5. M. [N], Mme [H] et M. [L], ainsi que le procureur de la République et [Z] et [I] [D] ont relevé appel du jugement.

6. [Z] et [I] [D] sont respectivement décédés les [Date décès 3] et [Date décès 4] 2022, laissant pour héritiers M. [T] [R], Mmes [V] [R], [C] [K], épouse [A], [S] [K], épouse [W], [Y] [D], veuve [U], représentée par sa tutrice, Mme [X], et [G] [R].

Examen des moyens

Sur les premier et deuxième moyens, le sixième moyen, pris en sa deuxième branche, le septième moyen proposés pour Mme [H] et M. [L], et le premier moyen proposé pour M. [N]

7. Les griefs ne sont pas de nature à permettre l'admission du pourvoi au sens de l'article 567-1-1 du code de procédure pénale.

Sur le troisième moyen proposé pour Mme [H]

Enoncé du moyen

8. Le moyen critique l'arrêt attaqué en ce qu'il a déclaré Mme [H] coupable de blanchiment d'abus de faiblesse et d'abus de confiance aggravé, alors :

« 1°/ que d'une part, il résulte de l'article 324-1 du code pénal que l'auteur d'un auto-blanchiment doit avoir non seulement utilisé les fonds issus de l'infraction mais encore déployé une activité spécifique destinée à lui permettre d'en faire usage et qui, à la différence du recel, ne s'inscrit pas simplement dans la continuité naturelle de l'infraction principale ; qu'en déclarant la prévenue coupable de blanchiment d'abus de faiblesse et d'abus de confiance pour avoir simplement alimenté des opérations de placement, constitutives par ailleurs d'un abus de faiblesse, avec des fonds qu'elle aurait prélevé sur les comptes des consorts [D], ou encore pour avoir utilisé les fonds prétendument retirés frauduleusement pour rembourser les prêts obtenus au moyen d'un abus de faiblesse, activité qui ne correspondait qu'aux seuls actes reprochés sous la prévention d'abus de faiblesse et d'abus de confiance et à de simples actes d'usage dans la continuité naturelle de la remise des fonds, exclusifs de l'activité spécifique au sens restrictif du texte, la cour d'appel a méconnu les articles 324-1 du code pénal, 591 et 593 du code de procédure pénale ;

2°/ que d'autre part, la loi pénale est d'interprétation stricte ; qu'en déclarant la prévenue coupable de blanchiment d'abus de faiblesse et d'abus de confiance pour avoir simplement alimenté des opérations de placement, constitutives par ailleurs d'un abus de faiblesse, avec des fonds qu'elle aurait prélevé sur les comptes des consorts [D], ou encore pour avoir utilisé les fonds prétendument retirés frauduleusement pour rembourser les prêts obtenus au moyen d'un abus de faiblesse, activité qui ne correspondait qu'aux seuls actes reprochés sous la prévention d'abus de faiblesse et d'abus de confiance et à de simples actes d'usage dans la continuité naturelle de la remise des fonds, exclusifs de l'activité spécifique au sens restrictif du texte, la cour d'appel, qui a étendu le champ d'application du délit à une hypothèse non prévue par l'incrimination, a méconnu le principe d'interprétation stricte de la loi pénale, ensemble les articles 111-4, 3241 du code pénal, 591 et 593 du code de procédure pénale. »

- - - - - - -

**Consignes et exigences**
D'après l'extrait retenu, au sens de quel article du code de procédure pénale les griefs ne permettent-ils pas l'admission du pourvoi ?

**Données brutes**
- - - - - - -

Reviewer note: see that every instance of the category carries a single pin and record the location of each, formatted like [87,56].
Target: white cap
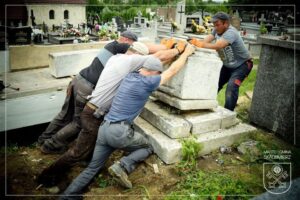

- - - - - - -

**Résultat complet**
L'article 567-1-1 du code de procédure pénale.